- **What to work on**
Which lines in the records below contain the word "suit"? Find each one and copy it.

- **Coordinate annotation records**
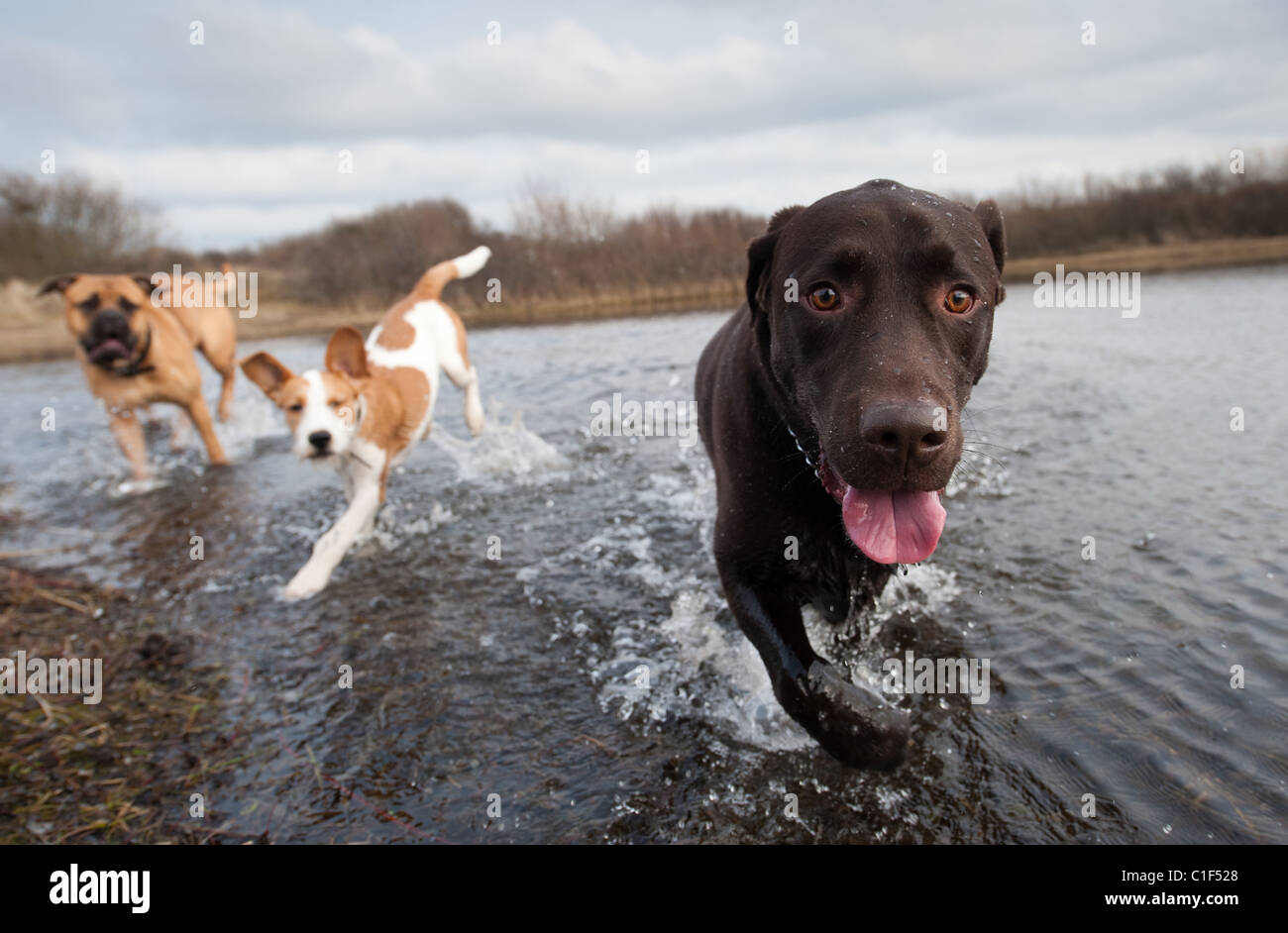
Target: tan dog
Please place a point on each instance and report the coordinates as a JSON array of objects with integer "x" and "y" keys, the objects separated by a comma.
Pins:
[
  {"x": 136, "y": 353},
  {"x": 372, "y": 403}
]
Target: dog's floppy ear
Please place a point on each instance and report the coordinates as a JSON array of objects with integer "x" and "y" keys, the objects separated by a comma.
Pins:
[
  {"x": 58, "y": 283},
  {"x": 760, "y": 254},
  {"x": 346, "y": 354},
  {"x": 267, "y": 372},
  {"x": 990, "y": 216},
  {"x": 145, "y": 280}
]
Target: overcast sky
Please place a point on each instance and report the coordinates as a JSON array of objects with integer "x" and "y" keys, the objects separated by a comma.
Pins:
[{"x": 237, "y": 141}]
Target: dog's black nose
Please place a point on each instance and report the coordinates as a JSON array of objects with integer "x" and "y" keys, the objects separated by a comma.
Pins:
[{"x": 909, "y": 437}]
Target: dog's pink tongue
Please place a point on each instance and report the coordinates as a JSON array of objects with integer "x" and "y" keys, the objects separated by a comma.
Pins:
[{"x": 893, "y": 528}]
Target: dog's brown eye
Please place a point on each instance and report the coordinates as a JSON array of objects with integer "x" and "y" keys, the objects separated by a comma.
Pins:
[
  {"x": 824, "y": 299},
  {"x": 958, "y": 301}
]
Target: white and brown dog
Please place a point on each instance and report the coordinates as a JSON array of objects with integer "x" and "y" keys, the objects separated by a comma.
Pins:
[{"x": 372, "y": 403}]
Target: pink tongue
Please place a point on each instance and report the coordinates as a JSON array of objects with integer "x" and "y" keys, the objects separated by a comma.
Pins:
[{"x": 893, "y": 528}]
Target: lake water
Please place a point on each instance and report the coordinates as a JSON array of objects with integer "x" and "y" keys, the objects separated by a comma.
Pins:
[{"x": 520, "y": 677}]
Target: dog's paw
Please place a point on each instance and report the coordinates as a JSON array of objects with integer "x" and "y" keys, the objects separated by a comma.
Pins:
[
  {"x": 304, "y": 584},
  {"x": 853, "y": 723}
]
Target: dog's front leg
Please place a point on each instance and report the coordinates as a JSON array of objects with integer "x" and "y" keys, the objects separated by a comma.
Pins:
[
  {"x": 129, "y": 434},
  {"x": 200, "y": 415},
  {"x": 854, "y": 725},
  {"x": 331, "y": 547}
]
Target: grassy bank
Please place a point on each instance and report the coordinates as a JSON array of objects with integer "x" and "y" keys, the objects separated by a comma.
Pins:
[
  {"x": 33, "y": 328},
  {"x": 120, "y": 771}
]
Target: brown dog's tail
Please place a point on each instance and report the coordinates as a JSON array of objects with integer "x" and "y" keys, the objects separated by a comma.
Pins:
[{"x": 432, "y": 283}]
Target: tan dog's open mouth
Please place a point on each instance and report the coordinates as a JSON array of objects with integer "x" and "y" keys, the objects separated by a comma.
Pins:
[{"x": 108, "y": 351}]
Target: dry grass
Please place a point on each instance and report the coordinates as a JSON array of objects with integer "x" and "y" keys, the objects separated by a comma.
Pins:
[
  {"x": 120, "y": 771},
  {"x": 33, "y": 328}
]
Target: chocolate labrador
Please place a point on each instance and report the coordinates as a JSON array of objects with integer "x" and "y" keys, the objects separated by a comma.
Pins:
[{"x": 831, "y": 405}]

---

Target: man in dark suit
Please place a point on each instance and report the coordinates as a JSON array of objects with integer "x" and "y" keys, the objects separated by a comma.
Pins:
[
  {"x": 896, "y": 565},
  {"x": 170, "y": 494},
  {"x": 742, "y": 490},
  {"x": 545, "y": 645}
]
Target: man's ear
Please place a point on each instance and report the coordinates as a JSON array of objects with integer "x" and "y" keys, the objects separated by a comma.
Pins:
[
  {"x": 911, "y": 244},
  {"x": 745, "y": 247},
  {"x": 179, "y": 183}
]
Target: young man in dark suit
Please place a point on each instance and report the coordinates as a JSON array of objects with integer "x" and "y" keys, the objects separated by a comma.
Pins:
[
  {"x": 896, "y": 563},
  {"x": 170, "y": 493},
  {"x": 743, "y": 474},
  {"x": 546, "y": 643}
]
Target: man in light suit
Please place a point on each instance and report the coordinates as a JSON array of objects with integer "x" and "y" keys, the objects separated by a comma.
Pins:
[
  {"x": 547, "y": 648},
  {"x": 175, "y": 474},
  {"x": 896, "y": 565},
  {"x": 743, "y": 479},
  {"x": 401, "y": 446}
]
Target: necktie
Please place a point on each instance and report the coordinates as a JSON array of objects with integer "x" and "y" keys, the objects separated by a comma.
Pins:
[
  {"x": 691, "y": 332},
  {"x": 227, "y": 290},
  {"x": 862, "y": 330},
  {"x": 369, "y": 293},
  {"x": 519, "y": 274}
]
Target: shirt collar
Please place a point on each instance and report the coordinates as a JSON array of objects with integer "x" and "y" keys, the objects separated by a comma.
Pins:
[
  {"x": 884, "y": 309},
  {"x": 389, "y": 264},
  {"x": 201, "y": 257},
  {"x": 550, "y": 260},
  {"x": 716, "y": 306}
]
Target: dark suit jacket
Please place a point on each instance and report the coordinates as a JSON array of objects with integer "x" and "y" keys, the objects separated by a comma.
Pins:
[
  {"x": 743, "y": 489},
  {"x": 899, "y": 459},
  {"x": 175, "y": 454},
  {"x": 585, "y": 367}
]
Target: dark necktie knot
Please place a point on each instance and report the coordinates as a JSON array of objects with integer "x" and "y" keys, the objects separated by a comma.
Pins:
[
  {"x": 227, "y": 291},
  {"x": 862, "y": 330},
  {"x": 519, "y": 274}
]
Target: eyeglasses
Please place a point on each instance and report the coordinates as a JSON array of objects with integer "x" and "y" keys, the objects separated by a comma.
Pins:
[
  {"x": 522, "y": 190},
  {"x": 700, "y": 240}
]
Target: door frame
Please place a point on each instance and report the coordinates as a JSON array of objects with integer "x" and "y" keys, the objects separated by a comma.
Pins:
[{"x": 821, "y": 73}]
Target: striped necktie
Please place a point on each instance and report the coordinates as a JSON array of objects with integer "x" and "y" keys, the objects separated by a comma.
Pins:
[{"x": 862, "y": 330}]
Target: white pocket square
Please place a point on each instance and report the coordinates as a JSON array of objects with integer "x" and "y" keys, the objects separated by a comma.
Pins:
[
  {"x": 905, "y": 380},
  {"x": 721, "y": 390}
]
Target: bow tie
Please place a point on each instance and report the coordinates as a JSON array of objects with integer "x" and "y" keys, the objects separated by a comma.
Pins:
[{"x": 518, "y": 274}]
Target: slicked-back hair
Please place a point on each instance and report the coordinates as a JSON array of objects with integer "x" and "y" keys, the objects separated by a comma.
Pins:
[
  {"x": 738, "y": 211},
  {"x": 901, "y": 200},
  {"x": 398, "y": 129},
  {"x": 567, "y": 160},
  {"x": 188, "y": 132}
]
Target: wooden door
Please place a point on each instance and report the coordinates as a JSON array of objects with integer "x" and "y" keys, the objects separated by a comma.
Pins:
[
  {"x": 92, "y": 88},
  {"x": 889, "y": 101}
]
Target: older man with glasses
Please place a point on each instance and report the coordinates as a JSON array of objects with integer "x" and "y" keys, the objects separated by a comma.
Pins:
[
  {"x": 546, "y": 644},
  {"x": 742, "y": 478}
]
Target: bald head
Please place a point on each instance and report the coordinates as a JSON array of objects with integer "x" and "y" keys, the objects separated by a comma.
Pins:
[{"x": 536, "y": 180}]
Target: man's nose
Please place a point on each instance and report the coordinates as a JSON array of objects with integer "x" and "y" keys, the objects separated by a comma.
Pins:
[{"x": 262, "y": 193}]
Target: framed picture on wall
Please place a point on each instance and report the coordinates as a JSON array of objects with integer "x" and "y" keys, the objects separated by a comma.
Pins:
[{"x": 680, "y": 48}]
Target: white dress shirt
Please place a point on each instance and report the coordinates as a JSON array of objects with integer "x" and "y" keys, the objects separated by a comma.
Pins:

- **Final result**
Target: man in dark suit
Target: young man in dark suit
Target: man in light suit
Target: dark suit jacket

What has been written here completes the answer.